▸ PROMPT
Rewrite the records from the line that has "Target: pineapple eye" through the line that has "x=356 y=157", putting "receives a pin" in place of "gets a pin" and keeping everything else unchanged.

▸ PROVIDED RECORDS

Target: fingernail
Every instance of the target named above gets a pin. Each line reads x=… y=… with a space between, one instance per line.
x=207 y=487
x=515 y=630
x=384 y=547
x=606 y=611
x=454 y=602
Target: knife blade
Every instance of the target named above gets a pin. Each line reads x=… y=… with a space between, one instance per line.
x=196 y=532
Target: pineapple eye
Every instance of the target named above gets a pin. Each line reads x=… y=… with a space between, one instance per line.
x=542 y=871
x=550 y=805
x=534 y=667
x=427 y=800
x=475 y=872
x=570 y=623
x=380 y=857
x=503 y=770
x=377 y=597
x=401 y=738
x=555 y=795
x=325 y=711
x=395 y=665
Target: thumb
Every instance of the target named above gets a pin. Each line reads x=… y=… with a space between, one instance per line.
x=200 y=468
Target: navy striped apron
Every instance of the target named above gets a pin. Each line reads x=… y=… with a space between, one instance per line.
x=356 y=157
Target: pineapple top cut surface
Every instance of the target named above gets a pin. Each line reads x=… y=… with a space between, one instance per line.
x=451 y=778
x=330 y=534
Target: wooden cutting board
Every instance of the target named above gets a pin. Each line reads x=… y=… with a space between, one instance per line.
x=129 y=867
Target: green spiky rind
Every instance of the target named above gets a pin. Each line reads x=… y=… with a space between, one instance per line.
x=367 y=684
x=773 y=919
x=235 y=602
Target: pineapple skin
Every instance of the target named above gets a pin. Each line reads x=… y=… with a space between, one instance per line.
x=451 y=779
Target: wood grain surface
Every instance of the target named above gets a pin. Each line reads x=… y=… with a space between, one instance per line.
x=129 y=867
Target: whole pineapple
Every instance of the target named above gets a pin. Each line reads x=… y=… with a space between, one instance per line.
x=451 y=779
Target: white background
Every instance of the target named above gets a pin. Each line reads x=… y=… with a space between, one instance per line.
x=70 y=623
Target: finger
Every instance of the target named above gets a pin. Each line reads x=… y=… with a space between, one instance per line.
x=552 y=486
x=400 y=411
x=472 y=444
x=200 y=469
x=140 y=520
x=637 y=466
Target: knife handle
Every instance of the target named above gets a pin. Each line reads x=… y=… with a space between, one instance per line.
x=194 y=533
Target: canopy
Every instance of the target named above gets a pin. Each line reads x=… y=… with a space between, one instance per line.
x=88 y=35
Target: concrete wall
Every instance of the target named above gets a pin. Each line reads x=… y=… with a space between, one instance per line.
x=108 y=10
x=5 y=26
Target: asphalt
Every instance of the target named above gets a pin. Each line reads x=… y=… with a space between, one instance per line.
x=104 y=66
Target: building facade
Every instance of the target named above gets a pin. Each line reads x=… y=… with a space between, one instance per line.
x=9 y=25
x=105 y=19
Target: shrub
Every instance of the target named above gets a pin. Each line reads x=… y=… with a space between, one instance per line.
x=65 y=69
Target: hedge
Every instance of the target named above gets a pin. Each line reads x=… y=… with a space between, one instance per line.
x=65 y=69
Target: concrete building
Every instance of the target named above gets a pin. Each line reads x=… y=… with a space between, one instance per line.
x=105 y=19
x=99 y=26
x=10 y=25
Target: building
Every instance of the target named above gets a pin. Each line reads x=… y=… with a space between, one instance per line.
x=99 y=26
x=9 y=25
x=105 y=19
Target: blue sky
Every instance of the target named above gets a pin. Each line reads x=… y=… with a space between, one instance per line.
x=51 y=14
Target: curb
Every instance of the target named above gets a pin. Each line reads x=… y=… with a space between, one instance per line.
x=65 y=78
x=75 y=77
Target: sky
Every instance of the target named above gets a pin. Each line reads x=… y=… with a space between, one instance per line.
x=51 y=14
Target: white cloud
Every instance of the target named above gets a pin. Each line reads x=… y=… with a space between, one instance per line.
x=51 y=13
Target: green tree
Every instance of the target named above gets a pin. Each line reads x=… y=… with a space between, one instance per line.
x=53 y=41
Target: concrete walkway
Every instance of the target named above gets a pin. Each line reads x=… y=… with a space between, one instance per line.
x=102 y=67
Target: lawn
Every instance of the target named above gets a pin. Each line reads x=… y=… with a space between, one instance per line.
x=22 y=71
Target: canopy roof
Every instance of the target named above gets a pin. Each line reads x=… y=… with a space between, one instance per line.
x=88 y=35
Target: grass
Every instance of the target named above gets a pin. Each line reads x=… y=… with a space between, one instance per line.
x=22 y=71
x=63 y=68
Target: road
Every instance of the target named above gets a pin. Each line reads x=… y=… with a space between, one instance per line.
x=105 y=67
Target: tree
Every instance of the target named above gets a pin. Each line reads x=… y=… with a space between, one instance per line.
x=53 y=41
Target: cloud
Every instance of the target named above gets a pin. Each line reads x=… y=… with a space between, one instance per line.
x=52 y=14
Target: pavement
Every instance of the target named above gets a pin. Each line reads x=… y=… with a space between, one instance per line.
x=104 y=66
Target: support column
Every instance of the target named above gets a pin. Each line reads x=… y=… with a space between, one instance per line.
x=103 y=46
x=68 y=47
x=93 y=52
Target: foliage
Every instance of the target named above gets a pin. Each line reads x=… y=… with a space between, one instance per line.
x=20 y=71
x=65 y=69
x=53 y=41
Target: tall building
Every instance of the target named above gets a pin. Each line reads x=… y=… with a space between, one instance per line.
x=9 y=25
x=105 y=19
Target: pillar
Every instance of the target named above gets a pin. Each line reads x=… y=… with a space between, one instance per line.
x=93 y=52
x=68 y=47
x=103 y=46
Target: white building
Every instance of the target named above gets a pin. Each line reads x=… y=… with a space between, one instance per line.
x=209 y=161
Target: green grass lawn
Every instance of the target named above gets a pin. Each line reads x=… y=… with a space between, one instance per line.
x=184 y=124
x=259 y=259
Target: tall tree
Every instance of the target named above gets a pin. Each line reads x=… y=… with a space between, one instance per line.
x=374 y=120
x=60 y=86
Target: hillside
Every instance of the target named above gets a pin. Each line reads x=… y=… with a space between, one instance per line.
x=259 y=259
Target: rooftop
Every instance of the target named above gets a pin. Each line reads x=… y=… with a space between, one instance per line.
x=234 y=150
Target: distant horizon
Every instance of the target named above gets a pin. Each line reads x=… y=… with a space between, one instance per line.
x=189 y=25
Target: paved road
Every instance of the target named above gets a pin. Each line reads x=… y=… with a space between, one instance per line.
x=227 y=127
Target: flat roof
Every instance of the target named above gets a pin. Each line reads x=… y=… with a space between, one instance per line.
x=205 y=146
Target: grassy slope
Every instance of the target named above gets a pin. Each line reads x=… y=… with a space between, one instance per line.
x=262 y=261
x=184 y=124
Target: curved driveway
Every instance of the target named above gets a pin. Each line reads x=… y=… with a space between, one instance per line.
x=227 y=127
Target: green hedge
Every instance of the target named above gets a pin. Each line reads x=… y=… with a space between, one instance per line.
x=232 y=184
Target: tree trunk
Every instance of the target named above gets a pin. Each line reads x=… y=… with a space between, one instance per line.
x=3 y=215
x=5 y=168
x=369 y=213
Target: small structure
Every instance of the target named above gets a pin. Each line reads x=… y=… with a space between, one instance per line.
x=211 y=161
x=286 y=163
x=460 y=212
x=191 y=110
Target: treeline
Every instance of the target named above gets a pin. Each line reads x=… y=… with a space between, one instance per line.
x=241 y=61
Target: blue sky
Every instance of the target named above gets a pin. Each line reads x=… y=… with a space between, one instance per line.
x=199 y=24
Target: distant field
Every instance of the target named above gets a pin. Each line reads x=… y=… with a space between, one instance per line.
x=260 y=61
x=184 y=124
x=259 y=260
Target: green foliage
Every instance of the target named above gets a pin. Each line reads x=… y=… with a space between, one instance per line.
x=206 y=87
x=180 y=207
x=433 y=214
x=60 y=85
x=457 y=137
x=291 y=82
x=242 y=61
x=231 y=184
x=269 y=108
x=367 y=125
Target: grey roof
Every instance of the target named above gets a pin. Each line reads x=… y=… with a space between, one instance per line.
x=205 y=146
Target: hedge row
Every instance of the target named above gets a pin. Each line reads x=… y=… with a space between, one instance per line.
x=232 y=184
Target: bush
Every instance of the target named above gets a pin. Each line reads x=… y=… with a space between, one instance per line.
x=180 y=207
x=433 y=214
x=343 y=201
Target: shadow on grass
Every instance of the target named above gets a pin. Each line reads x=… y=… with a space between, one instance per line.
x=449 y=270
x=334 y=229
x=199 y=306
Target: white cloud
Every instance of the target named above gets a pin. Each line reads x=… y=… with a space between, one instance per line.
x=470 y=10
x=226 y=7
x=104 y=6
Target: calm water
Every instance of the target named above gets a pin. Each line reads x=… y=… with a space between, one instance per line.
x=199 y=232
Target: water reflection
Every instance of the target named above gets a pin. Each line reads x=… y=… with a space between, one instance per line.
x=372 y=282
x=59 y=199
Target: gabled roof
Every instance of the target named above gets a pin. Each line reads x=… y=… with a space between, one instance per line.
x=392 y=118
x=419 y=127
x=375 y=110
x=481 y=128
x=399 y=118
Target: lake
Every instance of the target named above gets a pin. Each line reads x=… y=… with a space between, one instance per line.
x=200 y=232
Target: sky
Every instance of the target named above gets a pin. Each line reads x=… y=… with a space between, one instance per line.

▸ SOLUTION TO THE EXERCISE
Target: pineapple eye
Every instance of the target named above receives a pin. Each line reads x=… y=… with a space between, one instance per line.
x=542 y=871
x=550 y=805
x=534 y=667
x=427 y=800
x=475 y=872
x=570 y=623
x=380 y=857
x=503 y=770
x=377 y=597
x=401 y=738
x=555 y=795
x=325 y=711
x=395 y=665
Target: thumb
Every instance of the target named above receives a pin. Each line reads x=… y=… with a space between, one instance per line.
x=200 y=468
Target: navy striped apron
Every instance of the target named above receives a pin. Each line reads x=… y=… with a space between, one instance per line.
x=356 y=157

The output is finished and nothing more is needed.